## Set problem 1
Take the lines of the listing from the one containing "For the benchmark, mark every instance of the green lawn" through the end of the listing and swap "benchmark" for "evaluation". Give those lines back with everything else unchanged.

## Text to read

>>>>

Big news! As of this writing, syntactic support for async-await is available in the Rust beta channel! It will be available in the 1.39 release, which is expected to be released on November 7th, 2019. Once async-await hits stable, that will mark the culmination of a multi-year effort to enable efficient and ergonomic asynchronous I/O in Rust. It will not, however, mark the end of the road: there is still more work to do, both in terms of polish (some of the error messages we get today are, um, not great) and in terms of feature set (async fn in traits, anyone?).
(If you're not familiar with what async-await is, don't despair! There's a primer and other details later on in this post!)
Async-await support in the ecosystem growing rapidly
But async-await has never been the entire story. To make good use of async-await, you also need strong libraries and a vibrant ecosystem. Fortunately, you've got a lot of good choices, and they keep getting better:
- the async runtime tokio, for example, recently announced an alpha release based on async-await;
- the recently announced async-std library was built from the start on the new async-await syntax;
- using wasm-bindgen-futures, you can even bridge Rust Futures with JavaScript promises;
- the hyper library has migrated to adopt standard Rust futures;
- the 0.3.0 version of the futures-rs library will support async-await and will be released by the time async-await hits stable (you can use the 0.3.0-alpha releases now);
- finally, async-await support is starting to become available in higher-level web frameworks as well.

<<<<

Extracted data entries
>>>>

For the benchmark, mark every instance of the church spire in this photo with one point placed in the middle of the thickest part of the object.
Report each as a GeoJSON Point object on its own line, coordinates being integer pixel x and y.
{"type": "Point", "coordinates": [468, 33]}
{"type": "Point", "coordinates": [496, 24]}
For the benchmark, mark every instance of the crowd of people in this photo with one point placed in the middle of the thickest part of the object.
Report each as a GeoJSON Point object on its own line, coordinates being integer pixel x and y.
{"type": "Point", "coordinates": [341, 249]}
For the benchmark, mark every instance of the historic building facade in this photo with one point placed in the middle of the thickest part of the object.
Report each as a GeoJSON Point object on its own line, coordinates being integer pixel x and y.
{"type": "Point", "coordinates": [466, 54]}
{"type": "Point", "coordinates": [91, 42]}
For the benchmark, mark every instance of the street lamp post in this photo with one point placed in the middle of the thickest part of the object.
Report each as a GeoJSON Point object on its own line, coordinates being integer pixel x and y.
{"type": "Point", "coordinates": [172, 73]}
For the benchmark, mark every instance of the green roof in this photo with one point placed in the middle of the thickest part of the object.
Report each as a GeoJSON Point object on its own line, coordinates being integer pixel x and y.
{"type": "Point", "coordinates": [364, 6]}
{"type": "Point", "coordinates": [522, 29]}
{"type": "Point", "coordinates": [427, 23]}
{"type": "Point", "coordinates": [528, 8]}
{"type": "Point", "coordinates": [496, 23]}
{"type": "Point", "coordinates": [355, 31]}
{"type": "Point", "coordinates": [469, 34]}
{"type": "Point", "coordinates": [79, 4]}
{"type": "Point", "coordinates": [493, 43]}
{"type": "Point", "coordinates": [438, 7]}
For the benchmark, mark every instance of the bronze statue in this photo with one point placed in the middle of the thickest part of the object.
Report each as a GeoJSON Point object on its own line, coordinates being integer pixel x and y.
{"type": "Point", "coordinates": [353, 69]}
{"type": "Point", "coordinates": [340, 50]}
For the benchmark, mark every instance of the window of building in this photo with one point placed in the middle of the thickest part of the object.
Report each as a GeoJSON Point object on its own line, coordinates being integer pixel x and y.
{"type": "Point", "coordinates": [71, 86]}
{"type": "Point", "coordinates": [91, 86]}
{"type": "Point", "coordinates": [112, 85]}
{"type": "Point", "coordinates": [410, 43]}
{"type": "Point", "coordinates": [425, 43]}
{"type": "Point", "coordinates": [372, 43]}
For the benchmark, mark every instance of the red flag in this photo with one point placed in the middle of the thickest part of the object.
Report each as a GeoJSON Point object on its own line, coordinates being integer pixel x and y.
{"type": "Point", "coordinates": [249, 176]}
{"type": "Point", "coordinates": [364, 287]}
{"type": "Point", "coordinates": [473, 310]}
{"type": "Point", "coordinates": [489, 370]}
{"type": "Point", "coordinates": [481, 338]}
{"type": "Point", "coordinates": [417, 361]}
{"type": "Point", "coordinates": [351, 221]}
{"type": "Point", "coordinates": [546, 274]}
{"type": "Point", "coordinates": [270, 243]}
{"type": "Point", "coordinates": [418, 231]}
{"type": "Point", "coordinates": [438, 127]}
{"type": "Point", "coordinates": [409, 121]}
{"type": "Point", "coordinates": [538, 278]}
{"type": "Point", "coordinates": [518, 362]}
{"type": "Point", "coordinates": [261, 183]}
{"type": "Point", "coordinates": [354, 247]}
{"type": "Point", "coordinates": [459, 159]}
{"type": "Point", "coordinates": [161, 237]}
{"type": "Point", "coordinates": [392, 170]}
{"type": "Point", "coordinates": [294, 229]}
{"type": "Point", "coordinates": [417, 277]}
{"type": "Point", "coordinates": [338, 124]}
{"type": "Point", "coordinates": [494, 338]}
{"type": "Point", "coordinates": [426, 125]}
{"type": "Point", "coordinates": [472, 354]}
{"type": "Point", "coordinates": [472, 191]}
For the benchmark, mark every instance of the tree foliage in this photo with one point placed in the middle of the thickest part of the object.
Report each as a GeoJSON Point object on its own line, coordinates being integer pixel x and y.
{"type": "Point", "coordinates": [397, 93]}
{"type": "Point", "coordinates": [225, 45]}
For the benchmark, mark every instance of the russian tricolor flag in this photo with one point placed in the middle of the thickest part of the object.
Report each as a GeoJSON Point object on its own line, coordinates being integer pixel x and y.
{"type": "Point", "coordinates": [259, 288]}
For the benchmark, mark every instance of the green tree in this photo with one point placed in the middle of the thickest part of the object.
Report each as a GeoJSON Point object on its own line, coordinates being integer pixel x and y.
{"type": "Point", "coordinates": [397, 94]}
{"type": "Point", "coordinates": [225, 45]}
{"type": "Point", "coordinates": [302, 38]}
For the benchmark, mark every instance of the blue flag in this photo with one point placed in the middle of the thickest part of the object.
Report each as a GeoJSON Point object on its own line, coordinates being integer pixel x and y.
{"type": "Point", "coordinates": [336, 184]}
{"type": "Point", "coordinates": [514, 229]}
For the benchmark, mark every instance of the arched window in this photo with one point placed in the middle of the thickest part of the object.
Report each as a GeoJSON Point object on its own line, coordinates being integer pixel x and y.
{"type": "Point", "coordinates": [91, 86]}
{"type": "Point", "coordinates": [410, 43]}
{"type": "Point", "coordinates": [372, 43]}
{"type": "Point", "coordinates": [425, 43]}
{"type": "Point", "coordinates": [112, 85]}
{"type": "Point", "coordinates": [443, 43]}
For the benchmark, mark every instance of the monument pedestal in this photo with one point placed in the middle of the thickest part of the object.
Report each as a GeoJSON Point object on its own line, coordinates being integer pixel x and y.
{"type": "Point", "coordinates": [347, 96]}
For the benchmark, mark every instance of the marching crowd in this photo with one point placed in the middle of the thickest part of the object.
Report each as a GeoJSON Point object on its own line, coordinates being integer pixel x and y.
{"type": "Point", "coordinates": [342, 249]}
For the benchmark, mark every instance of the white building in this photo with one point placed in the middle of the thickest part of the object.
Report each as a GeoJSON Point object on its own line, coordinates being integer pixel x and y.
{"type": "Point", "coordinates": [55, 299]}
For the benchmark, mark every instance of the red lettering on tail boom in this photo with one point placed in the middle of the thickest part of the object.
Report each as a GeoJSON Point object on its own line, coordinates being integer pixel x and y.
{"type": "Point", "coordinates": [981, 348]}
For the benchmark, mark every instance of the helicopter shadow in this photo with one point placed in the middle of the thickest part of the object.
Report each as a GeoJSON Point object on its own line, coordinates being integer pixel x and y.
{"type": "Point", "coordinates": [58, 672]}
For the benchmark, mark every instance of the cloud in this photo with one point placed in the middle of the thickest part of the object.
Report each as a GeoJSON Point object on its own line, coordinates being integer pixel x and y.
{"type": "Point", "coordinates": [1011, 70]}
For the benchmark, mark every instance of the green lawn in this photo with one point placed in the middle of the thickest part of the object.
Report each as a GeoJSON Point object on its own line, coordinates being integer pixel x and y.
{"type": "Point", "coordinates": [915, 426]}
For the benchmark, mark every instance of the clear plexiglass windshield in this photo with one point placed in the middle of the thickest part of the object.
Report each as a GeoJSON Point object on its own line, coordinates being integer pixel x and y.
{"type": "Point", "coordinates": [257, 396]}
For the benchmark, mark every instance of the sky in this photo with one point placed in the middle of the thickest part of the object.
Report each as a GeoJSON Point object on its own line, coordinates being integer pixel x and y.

<<<<

## Set problem 2
According to the async-await announcement, which Rust release will include async-await?

## Full answer 1
For the evaluation, mark every instance of the green lawn in this photo with one point placed in the middle of the thickest part of the object.
Report each as a GeoJSON Point object on its own line, coordinates being integer pixel x and y.
{"type": "Point", "coordinates": [915, 426]}
For the evaluation, mark every instance of the clear plexiglass windshield in this photo with one point placed in the middle of the thickest part of the object.
Report each as a GeoJSON Point object on its own line, coordinates being integer pixel x and y.
{"type": "Point", "coordinates": [257, 396]}
For the evaluation, mark every instance of the sky in this photo with one point placed in the middle of the thickest part of the object.
Report each as a GeoJSON Point object on its own line, coordinates being integer pixel x and y.

## Full answer 2
The 1.39 release.